# Extract provided
######

Theoretical thinking is a feature of science and there are today many sciences. At school we typically study physics, chemistry and biology; then there are also subjects such as psychology and mathematics. Each of them investigates its own irreducible terrain of reality in which certain properties and laws that form a basic kind of functioning of the objects and events in our experience are grouped together. Mathematicians, for example, focus on numbers themselves, not on counting particular objects, but investigating numerical properties as they can be understood in isolation from the objects of ordinary experience. In biology we investigate generative (living) systems that reproduce and go through cycles of development. In physics the focus is on the interactions of energy that are presupposed in living organisms, but also on physical forces such as gravity and electromagnetism. We can see that theory works by isolating aspects of the world in order to produce explanations [add examples]. This characterises science and cuts across the division of so-called ‘natural’ and ‘social’ sciences. We can also see that the explanations produced give us a model of the world that is different from what we directly perceive. From this we conclude that theoretical thinking has the character of analysis, of identifying and distinguishing things, of taking things apart in thought. In theory we view reality from an abstract perspective such as that of physics; we may start with the fullness of our experience of reality but we find a point of entry that directs us to certain features that are of specific interest. So we might have a flower in front of us and our point of interest is in the psychological benefits of having flowers in a hospital environment, or our point of interest may be in its economic value and role in a particular economy, or we may be interested in the flower from a more strictly biological perspective its processes of growth, maturation, reproduction etc. In each approach there is a human busy in the activity of selecting particular features of an object for further investigation. In this act of thought we leave behind, though only in our thinking and explaining, the fullness of reality as we usually experience it and investigate an isolated part of it.

######

Records taken from a dataset

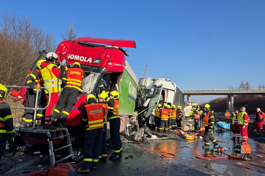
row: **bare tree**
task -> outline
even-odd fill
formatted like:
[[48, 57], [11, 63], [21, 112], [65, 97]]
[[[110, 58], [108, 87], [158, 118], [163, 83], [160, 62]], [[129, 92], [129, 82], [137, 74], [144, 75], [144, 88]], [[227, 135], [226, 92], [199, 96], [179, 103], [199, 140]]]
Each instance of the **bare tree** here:
[[0, 82], [21, 85], [39, 50], [54, 51], [54, 35], [32, 26], [24, 16], [2, 15], [0, 19]]
[[65, 35], [62, 34], [62, 38], [63, 40], [73, 40], [76, 38], [76, 34], [73, 26], [73, 23], [71, 22], [65, 31]]
[[250, 86], [250, 84], [249, 82], [247, 80], [246, 82], [245, 83], [245, 89], [251, 89], [251, 86]]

######

# Your goal
Extract the entire passage on theoretical thinking in science, word for word. These lines come from a source separate from the passage.

# Reply to the task
Theoretical thinking is a feature of science and there are today many sciences. At school we typically study physics, chemistry and biology; then there are also subjects such as psychology and mathematics. Each of them investigates its own irreducible terrain of reality in which certain properties and laws that form a basic kind of functioning of the objects and events in our experience are grouped together. Mathematicians, for example, focus on numbers themselves, not on counting particular objects, but investigating numerical properties as they can be understood in isolation from the objects of ordinary experience. In biology we investigate generative (living) systems that reproduce and go through cycles of development. In physics the focus is on the interactions of energy that are presupposed in living organisms, but also on physical forces such as gravity and electromagnetism. We can see that theory works by isolating aspects of the world in order to produce explanations [add examples]. This characterises science and cuts across the division of so-called ‘natural’ and ‘social’ sciences. We can also see that the explanations produced give us a model of the world that is different from what we directly perceive. From this we conclude that theoretical thinking has the character of analysis, of identifying and distinguishing things, of taking things apart in thought. In theory we view reality from an abstract perspective such as that of physics; we may start with the fullness of our experience of reality but we find a point of entry that directs us to certain features that are of specific interest. So we might have a flower in front of us and our point of interest is in the psychological benefits of having flowers in a hospital environment, or our point of interest may be in its economic value and role in a particular economy, or we may be interested in the flower from a more strictly biological perspective its processes of growth, maturation, reproduction etc. In each approach there is a human busy in the activity of selecting particular features of an object for further investigation. In this act of thought we leave behind, though only in our thinking and explaining, the fullness of reality as we usually experience it and investigate an isolated part of it.